▶ [THE PROBLEM] Format the listing below as a JSON list of strings, with one string per line and any blank lines left out.

(Saved data entries)
........

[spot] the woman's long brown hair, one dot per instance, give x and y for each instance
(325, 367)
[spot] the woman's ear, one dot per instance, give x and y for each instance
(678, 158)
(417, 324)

........

▶ [RESULT OF THIS TASK]
[
  "[spot] the woman's long brown hair, one dot per instance, give x and y for each instance",
  "(325, 367)",
  "[spot] the woman's ear, one dot per instance, give x and y for each instance",
  "(678, 158)",
  "(417, 324)"
]